What is expected:
Collect each line of the material below that contains the word "rough" and copy it in full.

Working data:
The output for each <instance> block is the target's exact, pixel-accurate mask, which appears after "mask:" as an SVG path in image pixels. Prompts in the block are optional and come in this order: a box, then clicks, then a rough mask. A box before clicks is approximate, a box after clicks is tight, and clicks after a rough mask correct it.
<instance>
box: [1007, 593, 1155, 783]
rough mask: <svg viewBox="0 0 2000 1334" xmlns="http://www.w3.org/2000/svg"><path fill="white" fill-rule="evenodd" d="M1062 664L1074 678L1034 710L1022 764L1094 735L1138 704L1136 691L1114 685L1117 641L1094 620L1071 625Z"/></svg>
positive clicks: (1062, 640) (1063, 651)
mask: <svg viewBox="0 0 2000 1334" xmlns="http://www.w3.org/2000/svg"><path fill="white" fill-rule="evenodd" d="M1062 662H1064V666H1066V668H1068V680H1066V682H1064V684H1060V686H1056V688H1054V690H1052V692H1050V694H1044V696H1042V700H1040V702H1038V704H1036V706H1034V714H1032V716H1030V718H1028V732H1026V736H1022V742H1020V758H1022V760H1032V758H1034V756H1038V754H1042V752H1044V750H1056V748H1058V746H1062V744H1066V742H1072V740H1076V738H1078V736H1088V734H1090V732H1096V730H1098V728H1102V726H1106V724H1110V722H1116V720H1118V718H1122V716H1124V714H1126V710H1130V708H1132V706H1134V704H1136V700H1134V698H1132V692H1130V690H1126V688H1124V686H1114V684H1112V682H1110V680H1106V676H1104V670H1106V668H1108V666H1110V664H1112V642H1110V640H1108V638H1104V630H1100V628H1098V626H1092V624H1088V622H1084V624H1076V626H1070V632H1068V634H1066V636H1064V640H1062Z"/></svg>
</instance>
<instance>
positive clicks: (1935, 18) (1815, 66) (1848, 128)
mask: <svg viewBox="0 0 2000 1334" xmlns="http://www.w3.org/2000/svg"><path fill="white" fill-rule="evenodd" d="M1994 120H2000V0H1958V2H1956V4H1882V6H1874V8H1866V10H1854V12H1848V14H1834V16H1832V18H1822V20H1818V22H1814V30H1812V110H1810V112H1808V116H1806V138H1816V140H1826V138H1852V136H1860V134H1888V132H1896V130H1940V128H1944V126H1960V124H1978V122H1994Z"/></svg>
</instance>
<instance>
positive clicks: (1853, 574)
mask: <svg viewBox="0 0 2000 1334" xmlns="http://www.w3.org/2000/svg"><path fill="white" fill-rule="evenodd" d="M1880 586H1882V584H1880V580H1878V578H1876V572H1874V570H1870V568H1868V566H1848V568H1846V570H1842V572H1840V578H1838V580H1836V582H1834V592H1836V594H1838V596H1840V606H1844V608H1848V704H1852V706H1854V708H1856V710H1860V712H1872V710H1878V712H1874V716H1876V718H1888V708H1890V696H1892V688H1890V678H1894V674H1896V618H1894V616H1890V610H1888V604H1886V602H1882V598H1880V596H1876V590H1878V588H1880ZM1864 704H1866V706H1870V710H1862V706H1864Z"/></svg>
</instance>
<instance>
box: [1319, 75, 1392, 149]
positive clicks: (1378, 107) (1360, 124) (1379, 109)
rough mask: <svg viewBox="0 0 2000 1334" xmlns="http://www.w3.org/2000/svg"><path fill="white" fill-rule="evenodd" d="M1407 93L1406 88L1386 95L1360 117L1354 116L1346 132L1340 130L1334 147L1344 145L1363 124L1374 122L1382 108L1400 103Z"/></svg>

Worked solution:
The output for each <instance> block is the target's exact, pixel-accurate mask, which appears after "mask:" as an SVG path in image pixels. Prompts in the block are optional and come in this order: a box, then clicks, then a rough mask. A box before clicks is approximate, a box after clicks is tight, and clicks after a rough mask correct it.
rough mask: <svg viewBox="0 0 2000 1334" xmlns="http://www.w3.org/2000/svg"><path fill="white" fill-rule="evenodd" d="M1062 664L1074 678L1034 710L1022 764L1094 735L1138 704L1136 691L1114 685L1117 641L1094 620L1071 625Z"/></svg>
rough mask: <svg viewBox="0 0 2000 1334" xmlns="http://www.w3.org/2000/svg"><path fill="white" fill-rule="evenodd" d="M1407 93L1406 88L1386 95L1360 117L1354 116L1346 132L1340 130L1334 147L1344 145L1363 124L1374 122L1382 108L1400 103Z"/></svg>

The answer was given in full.